▸ EXERCISE DETAILS
Repeat the records word for word.

▸ DATA SUPPLIED
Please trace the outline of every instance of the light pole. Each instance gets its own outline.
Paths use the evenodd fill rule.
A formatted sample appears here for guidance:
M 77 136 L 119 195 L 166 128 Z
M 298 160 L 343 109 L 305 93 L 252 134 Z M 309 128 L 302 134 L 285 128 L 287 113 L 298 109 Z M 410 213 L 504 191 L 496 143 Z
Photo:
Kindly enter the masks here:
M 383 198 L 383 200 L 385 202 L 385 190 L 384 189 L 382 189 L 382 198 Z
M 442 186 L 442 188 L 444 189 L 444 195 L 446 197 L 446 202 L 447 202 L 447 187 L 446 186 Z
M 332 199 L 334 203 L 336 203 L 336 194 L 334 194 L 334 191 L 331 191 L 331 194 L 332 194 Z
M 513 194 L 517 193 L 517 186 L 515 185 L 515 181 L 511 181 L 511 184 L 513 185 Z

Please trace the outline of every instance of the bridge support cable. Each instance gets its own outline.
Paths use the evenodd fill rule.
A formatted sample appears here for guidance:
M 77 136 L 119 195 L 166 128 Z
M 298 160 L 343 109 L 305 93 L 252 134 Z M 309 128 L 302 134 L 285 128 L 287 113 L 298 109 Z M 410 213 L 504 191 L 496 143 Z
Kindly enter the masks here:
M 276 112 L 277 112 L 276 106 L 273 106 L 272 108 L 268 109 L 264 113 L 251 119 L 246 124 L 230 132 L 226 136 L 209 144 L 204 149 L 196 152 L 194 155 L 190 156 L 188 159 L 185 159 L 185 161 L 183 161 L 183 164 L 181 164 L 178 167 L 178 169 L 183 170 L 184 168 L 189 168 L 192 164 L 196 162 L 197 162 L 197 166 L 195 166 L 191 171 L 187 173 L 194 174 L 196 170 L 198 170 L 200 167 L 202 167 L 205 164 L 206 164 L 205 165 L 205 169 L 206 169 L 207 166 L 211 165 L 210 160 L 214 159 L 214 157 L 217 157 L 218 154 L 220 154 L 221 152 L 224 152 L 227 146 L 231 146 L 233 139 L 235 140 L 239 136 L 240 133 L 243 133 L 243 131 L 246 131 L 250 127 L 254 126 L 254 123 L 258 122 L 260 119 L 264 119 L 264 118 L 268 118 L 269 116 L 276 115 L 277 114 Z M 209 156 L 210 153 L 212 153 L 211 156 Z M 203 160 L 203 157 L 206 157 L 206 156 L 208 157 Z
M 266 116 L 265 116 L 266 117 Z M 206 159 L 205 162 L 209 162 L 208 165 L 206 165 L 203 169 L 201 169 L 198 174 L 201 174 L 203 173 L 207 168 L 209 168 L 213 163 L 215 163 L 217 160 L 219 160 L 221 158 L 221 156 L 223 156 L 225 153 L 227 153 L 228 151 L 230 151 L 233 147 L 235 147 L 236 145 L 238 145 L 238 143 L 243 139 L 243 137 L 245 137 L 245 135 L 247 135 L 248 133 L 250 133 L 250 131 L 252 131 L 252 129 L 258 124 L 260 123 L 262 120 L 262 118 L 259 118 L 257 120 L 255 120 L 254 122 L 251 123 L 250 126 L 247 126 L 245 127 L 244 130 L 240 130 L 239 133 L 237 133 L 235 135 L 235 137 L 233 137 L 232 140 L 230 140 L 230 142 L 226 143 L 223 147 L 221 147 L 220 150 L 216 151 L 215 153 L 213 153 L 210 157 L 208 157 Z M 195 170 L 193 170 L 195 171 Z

▸ REPLY TO THE TASK
Please trace the outline of every instance of the light pole. Each instance gets its own outline.
Paths use the evenodd fill rule.
A formatted sample appears here for guidance:
M 77 136 L 119 195 L 166 128 Z
M 298 160 L 343 109 L 305 93 L 252 134 Z M 309 128 L 302 134 L 285 128 L 287 113 L 298 109 Z M 410 213 L 504 191 L 496 143 Z
Photo:
Kindly enter the masks here:
M 383 198 L 383 200 L 385 202 L 385 190 L 384 189 L 382 189 L 382 198 Z
M 442 186 L 442 188 L 444 189 L 444 195 L 446 197 L 446 202 L 447 202 L 447 187 L 446 186 Z
M 332 199 L 334 203 L 336 203 L 336 194 L 334 194 L 334 191 L 331 191 L 331 194 L 332 194 Z
M 513 194 L 517 193 L 517 186 L 515 185 L 515 181 L 511 181 L 511 184 L 513 185 Z

Please trace the outline of every instance of the bridge support cable. Each instance gets its own outline.
Paths use the evenodd fill rule.
A formatted sample appears here for guidance:
M 77 136 L 119 195 L 166 128 Z
M 298 160 L 343 109 L 305 93 L 252 134 Z M 309 128 L 302 134 L 285 128 L 287 113 L 298 109 Z M 410 213 L 504 191 L 496 143 Z
Kindly enter the masks here:
M 276 112 L 277 112 L 276 106 L 273 106 L 272 108 L 268 109 L 264 113 L 251 119 L 246 124 L 230 132 L 226 136 L 209 144 L 204 149 L 196 152 L 194 155 L 190 156 L 188 159 L 185 159 L 185 161 L 183 161 L 183 164 L 181 164 L 178 167 L 178 169 L 183 170 L 184 168 L 189 168 L 192 164 L 196 162 L 197 162 L 197 166 L 195 166 L 191 171 L 187 173 L 194 174 L 196 170 L 198 170 L 200 167 L 202 167 L 205 164 L 206 164 L 205 165 L 205 169 L 206 169 L 207 166 L 211 165 L 210 160 L 214 159 L 214 157 L 217 157 L 218 154 L 220 154 L 221 152 L 224 152 L 227 146 L 231 146 L 233 139 L 235 140 L 239 136 L 240 133 L 243 133 L 243 131 L 246 131 L 250 127 L 254 126 L 254 123 L 258 122 L 260 119 L 264 119 L 264 118 L 268 118 L 269 116 L 276 115 L 277 114 Z M 209 156 L 210 153 L 212 153 L 211 156 Z M 203 160 L 203 157 L 206 157 L 206 156 L 208 157 Z
M 266 116 L 265 116 L 266 117 Z M 206 159 L 205 162 L 209 162 L 208 165 L 206 165 L 203 169 L 201 169 L 198 174 L 201 174 L 203 173 L 207 168 L 209 168 L 213 163 L 215 163 L 217 160 L 219 160 L 221 158 L 221 156 L 223 156 L 225 153 L 227 153 L 228 151 L 230 151 L 233 147 L 235 147 L 236 145 L 238 145 L 238 143 L 243 139 L 243 137 L 245 137 L 245 135 L 247 135 L 248 133 L 250 133 L 250 131 L 252 131 L 252 129 L 258 124 L 260 123 L 262 120 L 262 118 L 259 118 L 257 120 L 255 120 L 254 122 L 251 123 L 250 126 L 247 126 L 245 127 L 244 130 L 240 130 L 239 133 L 237 133 L 235 135 L 235 137 L 233 137 L 232 140 L 230 140 L 230 142 L 226 143 L 223 147 L 221 147 L 220 150 L 216 151 L 215 153 L 213 153 L 210 157 L 208 157 Z M 195 170 L 193 170 L 195 171 Z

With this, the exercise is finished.